GIVEN REQUEST 1:
Can you reproduce the text on the evolution of a random network below word for word, from start to finish?
--- START OF DOCUMENT SECTION ---
= Evolution of a random network =

Evolution of a random network is a dynamical process in random networks, usually leading to emergence of giant components, accompanied with striking consequences on the network topology.

To quantify this process, there is a need of inspection on how the size of the largest connected cluster within the network, ${N_{G}}$, varies with the average degree ${\left \langle k \right \rangle}$. Networks change their topology as they evolve, undergoing phase transitions. Phase transitions are generally known from physics, where they occur as matter changes state according to its thermal energy level, or when ferromagnetic properties emerge in some materials as they are cooling down. Such phase transitions take place in matter because it is a network of particles, and as such, rules of network phase transition directly apply to it. Phase transitions in networks happen as links are added to a network, meaning that having N nodes, in each time increment, a link is placed between a randomly chosen pair of them. The transformation from a set of disconnected nodes to a fully connected network is called the evolution of a network.
--- END OF DOCUMENT SECTION ---
--- START OF AVAILABLE DATA ---
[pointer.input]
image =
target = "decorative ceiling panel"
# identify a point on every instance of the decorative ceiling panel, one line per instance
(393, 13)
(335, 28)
--- END OF AVAILABLE DATA ---
GIVEN REQUEST 2:
Which lines of the records contain the word "panel"? Copy each of those lines in full.

SOLUTION 1:
= Evolution of a random network =

Evolution of a random network is a dynamical process in random networks, usually leading to emergence of giant components, accompanied with striking consequences on the network topology.

To quantify this process, there is a need of inspection on how the size of the largest connected cluster within the network, ${N_{G}}$, varies with the average degree ${\left \langle k \right \rangle}$. Networks change their topology as they evolve, undergoing phase transitions. Phase transitions are generally known from physics, where they occur as matter changes state according to its thermal energy level, or when ferromagnetic properties emerge in some materials as they are cooling down. Such phase transitions take place in matter because it is a network of particles, and as such, rules of network phase transition directly apply to it. Phase transitions in networks happen as links are added to a network, meaning that having N nodes, in each time increment, a link is placed between a randomly chosen pair of them. The transformation from a set of disconnected nodes to a fully connected network is called the evolution of a network.

SOLUTION 2:
target = "decorative ceiling panel"
# identify a point on every instance of the decorative ceiling panel, one line per instance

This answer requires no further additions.